| Work instructions |
Entries follow. Set all of them down as they stand.

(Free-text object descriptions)
= = = = =

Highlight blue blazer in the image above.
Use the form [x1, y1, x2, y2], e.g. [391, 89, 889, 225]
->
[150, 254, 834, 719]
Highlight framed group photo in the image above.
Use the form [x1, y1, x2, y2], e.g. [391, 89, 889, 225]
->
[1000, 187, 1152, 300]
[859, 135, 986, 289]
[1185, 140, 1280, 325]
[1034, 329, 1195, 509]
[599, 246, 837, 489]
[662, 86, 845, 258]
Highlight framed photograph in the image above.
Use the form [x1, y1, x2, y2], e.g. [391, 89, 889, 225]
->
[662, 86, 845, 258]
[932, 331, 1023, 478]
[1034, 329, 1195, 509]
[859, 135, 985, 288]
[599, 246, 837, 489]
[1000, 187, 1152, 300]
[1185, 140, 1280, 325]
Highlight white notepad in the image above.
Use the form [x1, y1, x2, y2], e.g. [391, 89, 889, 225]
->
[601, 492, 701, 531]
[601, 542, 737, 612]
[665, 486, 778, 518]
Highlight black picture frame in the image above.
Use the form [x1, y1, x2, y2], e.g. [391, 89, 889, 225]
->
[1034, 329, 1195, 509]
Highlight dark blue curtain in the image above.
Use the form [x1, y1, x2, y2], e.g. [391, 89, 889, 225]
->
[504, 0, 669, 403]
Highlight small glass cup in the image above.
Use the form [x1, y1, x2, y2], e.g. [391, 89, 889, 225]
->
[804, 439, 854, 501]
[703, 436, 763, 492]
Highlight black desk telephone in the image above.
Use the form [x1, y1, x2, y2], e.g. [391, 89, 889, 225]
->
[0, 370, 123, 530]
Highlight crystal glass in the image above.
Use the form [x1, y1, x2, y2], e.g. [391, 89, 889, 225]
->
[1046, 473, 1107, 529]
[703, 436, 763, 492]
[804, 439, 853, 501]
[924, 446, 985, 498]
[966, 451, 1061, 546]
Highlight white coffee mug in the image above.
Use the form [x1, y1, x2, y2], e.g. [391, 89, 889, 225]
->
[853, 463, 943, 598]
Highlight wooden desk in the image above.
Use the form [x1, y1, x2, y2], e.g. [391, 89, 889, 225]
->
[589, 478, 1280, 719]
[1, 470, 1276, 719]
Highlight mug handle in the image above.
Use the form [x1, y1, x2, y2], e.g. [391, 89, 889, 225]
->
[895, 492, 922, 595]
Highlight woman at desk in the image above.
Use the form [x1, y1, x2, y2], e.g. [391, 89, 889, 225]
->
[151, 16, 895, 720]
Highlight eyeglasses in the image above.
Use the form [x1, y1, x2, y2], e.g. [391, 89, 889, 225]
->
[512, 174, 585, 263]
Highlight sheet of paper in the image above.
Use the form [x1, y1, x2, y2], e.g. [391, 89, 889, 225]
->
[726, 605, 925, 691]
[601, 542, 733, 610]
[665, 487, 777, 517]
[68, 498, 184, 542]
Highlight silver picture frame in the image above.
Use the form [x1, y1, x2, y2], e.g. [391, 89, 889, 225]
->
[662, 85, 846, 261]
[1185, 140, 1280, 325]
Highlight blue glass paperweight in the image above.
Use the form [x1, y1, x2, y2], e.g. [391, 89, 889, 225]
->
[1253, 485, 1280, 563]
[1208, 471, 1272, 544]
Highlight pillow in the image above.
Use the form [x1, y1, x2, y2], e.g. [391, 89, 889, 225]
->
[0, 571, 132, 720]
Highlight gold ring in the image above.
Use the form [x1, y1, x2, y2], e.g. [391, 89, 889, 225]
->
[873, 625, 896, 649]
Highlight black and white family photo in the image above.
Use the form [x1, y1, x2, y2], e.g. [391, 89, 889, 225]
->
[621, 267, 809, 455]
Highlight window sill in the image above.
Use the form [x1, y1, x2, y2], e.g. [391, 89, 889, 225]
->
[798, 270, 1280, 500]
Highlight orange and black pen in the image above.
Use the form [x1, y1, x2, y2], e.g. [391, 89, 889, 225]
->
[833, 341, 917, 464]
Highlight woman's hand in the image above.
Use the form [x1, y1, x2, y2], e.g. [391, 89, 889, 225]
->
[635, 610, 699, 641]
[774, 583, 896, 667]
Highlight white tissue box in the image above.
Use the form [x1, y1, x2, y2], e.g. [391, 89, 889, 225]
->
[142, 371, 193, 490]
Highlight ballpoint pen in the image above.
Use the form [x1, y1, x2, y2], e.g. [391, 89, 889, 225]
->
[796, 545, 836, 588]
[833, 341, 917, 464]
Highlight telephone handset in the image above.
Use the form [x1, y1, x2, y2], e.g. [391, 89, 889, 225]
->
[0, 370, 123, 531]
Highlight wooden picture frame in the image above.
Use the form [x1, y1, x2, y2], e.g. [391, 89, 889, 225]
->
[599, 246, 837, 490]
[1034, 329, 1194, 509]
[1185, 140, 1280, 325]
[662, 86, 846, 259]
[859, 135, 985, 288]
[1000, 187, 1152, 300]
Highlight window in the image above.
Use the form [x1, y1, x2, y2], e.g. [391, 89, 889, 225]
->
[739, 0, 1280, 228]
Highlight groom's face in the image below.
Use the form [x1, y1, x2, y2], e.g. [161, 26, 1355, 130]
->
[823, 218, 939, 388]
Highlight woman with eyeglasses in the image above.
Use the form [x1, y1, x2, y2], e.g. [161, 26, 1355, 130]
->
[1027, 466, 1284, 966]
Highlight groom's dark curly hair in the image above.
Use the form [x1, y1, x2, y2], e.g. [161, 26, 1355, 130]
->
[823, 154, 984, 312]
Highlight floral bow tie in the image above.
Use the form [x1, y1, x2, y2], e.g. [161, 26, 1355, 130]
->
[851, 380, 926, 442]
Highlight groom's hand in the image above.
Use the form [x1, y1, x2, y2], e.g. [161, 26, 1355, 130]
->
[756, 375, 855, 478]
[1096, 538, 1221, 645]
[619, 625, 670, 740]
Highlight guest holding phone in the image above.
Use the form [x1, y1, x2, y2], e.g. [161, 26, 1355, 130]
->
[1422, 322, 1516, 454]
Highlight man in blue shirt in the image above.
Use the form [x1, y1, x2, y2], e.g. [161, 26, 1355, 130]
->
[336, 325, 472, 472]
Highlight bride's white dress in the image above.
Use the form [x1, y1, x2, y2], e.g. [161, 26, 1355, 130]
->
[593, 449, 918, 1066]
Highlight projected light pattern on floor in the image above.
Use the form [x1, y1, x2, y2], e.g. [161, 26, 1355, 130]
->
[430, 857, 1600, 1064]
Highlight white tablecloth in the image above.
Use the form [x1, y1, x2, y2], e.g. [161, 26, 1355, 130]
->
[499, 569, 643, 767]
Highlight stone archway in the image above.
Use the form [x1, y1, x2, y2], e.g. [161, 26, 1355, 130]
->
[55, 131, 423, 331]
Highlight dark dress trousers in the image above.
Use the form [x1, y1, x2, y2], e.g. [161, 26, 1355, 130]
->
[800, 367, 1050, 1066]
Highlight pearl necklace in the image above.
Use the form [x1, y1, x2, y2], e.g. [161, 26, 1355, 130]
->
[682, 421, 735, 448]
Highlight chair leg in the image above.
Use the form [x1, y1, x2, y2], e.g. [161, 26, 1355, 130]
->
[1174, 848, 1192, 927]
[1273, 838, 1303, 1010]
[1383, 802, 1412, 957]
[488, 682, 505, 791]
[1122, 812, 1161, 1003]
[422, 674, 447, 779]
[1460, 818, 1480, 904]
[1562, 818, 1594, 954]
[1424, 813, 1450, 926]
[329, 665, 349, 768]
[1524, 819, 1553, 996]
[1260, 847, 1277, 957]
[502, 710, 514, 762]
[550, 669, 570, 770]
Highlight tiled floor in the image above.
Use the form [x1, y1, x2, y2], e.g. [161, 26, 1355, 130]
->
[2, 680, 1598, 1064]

= = = = =

| Task solution |
Highlight blue blazer in the image above.
Use the form [x1, y1, x2, y2], e.g. [391, 89, 889, 225]
->
[150, 254, 834, 719]
Highlight framed group photo in the image above.
Use the form [x1, y1, x2, y2], e.g. [391, 89, 889, 225]
->
[1000, 187, 1152, 300]
[859, 135, 986, 289]
[1185, 140, 1280, 325]
[1034, 329, 1195, 509]
[599, 246, 837, 489]
[662, 86, 845, 258]
Highlight framed photograph in the image above.
Use the form [x1, y1, x2, y2], e.g. [391, 89, 889, 225]
->
[662, 86, 845, 258]
[932, 331, 1023, 478]
[1034, 329, 1195, 509]
[859, 135, 985, 288]
[599, 246, 837, 489]
[1000, 187, 1152, 300]
[1185, 140, 1280, 325]
Highlight white notepad in the image above.
Use the form [x1, y1, x2, y2], e.g. [391, 89, 889, 225]
->
[601, 492, 701, 531]
[601, 542, 737, 612]
[665, 486, 778, 518]
Highlight black picture frame in the image above.
Use the form [x1, y1, x2, y2], e.g. [391, 89, 889, 225]
->
[1034, 329, 1195, 509]
Highlight dark blue curtain in the image above.
Use the form [x1, y1, x2, y2], e.g. [391, 89, 889, 225]
->
[504, 0, 669, 403]
Highlight small glass cup in the image above.
Use the form [x1, y1, x2, y2], e.g. [391, 89, 889, 225]
->
[804, 439, 854, 501]
[703, 436, 763, 492]
Highlight black desk telephone in the image above.
Use the form [x1, y1, x2, y2], e.g. [391, 89, 889, 225]
->
[0, 370, 123, 530]
Highlight crystal glass in the image above.
Use the form [x1, y1, x2, y2], e.g. [391, 89, 889, 225]
->
[1046, 473, 1107, 529]
[703, 436, 763, 492]
[804, 439, 853, 501]
[924, 446, 985, 498]
[966, 451, 1061, 546]
Highlight white coffee mug in the image above.
Use the form [x1, y1, x2, y2], e.g. [391, 89, 889, 225]
->
[853, 463, 943, 598]
Highlight wooden desk in the image above.
Use the form [x1, y1, x2, y2], e.g. [391, 89, 889, 225]
->
[589, 478, 1280, 719]
[1, 470, 1276, 719]
Highlight mug handle in the image above.
Use the form [x1, y1, x2, y2], e.g. [391, 89, 889, 225]
->
[895, 492, 922, 595]
Highlight woman at desk in the image above.
Use the form [x1, y1, x2, y2], e.g. [391, 89, 889, 225]
->
[151, 16, 895, 720]
Highlight eyeglasses in the image above.
Use the form [x1, y1, x2, y2], e.g. [391, 89, 889, 225]
->
[512, 174, 585, 263]
Highlight sheet of paper in the image above.
Use the form [x1, y1, x2, y2], e.g. [391, 89, 889, 225]
->
[726, 605, 925, 691]
[601, 542, 733, 610]
[665, 487, 777, 517]
[68, 498, 184, 542]
Highlight silver picture frame in the image above.
Use the form [x1, y1, x2, y2], e.g. [391, 89, 889, 225]
->
[662, 85, 846, 261]
[1185, 140, 1280, 325]
Highlight blue glass paperweight in the image above.
Use the form [x1, y1, x2, y2], e.g. [391, 89, 889, 225]
->
[1253, 485, 1280, 563]
[1208, 471, 1272, 544]
Highlight pillow in the image above.
Use the form [x1, y1, x2, y2], e.g. [391, 89, 889, 225]
->
[0, 571, 132, 720]
Highlight gold ring in the image above.
Use the form [x1, y1, x2, y2], e.g. [391, 89, 889, 225]
->
[873, 625, 896, 649]
Highlight black and white family photo in the image above.
Use the form [x1, y1, x2, y2], e.g. [391, 89, 889, 225]
->
[621, 267, 809, 455]
Highlight window sill in the image above.
Use the form [x1, y1, x2, y2], e.g. [391, 89, 889, 225]
->
[798, 270, 1280, 500]
Highlight orange and black pen in the image above.
Use the form [x1, y1, x2, y2], e.g. [391, 89, 889, 225]
->
[833, 341, 917, 464]
Highlight woman's hand in the image above.
Use the form [x1, y1, x2, y2], e.g. [391, 89, 889, 225]
->
[635, 610, 699, 641]
[774, 583, 896, 667]
Highlight white tissue box in the image above.
Use the form [x1, y1, x2, y2], e.g. [391, 89, 889, 225]
->
[142, 371, 193, 490]
Highlight ballpoint pen in the image above.
Use the form [x1, y1, x2, y2], e.g. [391, 89, 889, 225]
->
[796, 545, 836, 588]
[833, 341, 917, 464]
Highlight telephone handset in the image above.
Use the form [x1, y1, x2, y2], e.g. [391, 89, 889, 225]
->
[0, 370, 123, 531]
Highlight wooden picture frame in the image above.
Use the form [x1, y1, x2, y2], e.g. [391, 89, 889, 225]
->
[599, 246, 837, 490]
[1034, 329, 1194, 509]
[1185, 140, 1280, 325]
[662, 86, 846, 259]
[859, 135, 985, 288]
[1000, 187, 1152, 300]
Highlight window in the image above.
Use the form [x1, y1, x2, y2], e.g. [391, 89, 889, 225]
->
[739, 0, 1280, 228]
Highlight groom's face in the image below.
Use the form [x1, y1, x2, y2], e.g. [161, 26, 1355, 130]
->
[823, 218, 939, 388]
Highlight woman with eyeglasses in the image above.
Use the form [x1, y1, x2, y2], e.g. [161, 26, 1355, 130]
->
[1027, 466, 1284, 966]
Highlight groom's dark curly hair in the image above.
Use the form [x1, y1, x2, y2], e.g. [161, 26, 1355, 130]
->
[823, 154, 984, 312]
Highlight floral bow tie in the image above.
Use the form [x1, y1, x2, y2], e.g. [161, 26, 1355, 130]
->
[851, 380, 926, 442]
Highlight groom's hand in the image above.
Use the form [x1, y1, x2, y2], e.g. [161, 26, 1355, 130]
->
[756, 375, 855, 478]
[1096, 538, 1221, 645]
[619, 625, 670, 740]
Highlight guest holding phone in the image above.
Use the form [x1, y1, x2, y2], e.g. [161, 26, 1355, 130]
->
[1422, 322, 1516, 454]
Highlight man in blue shirt in the image above.
Use the form [x1, y1, x2, y2], e.g. [161, 26, 1355, 130]
->
[336, 325, 472, 472]
Highlight bride's white dress in the image above.
Use the form [x1, y1, x2, y2], e.g. [161, 26, 1355, 130]
->
[593, 449, 918, 1066]
Highlight projected light pattern on floor in the image above.
Use the form [x1, y1, x2, y2], e.g. [161, 26, 1355, 130]
->
[430, 857, 1600, 1064]
Highlight white tablecloth in the image above.
Use the form [x1, y1, x2, y2], e.g. [161, 26, 1355, 130]
->
[499, 569, 643, 767]
Highlight stone archway in the image above.
Use the form [x1, y1, x2, y2], e.g. [161, 26, 1355, 130]
->
[55, 131, 423, 331]
Highlight dark dress trousers in the image above.
Use the form [x1, y1, x2, y2], e.g. [161, 26, 1355, 130]
->
[800, 367, 1050, 1066]
Highlight pearl necklace in the image above.
Use the form [x1, y1, x2, y2], e.g. [161, 26, 1355, 130]
->
[682, 421, 735, 448]
Highlight chair leg in the image above.
Use the form [x1, y1, x2, y2], e.g. [161, 26, 1355, 130]
->
[1174, 848, 1192, 927]
[1273, 838, 1303, 1010]
[1383, 802, 1412, 957]
[488, 682, 505, 791]
[1122, 812, 1161, 1003]
[422, 674, 447, 779]
[1460, 818, 1480, 904]
[1562, 818, 1594, 954]
[1424, 813, 1450, 926]
[329, 665, 349, 768]
[1524, 819, 1553, 996]
[1260, 847, 1277, 957]
[502, 710, 514, 762]
[550, 669, 570, 770]
Highlight tiled floor in the image above.
Use the form [x1, y1, x2, y2], e.g. [161, 26, 1355, 130]
->
[2, 680, 1598, 1064]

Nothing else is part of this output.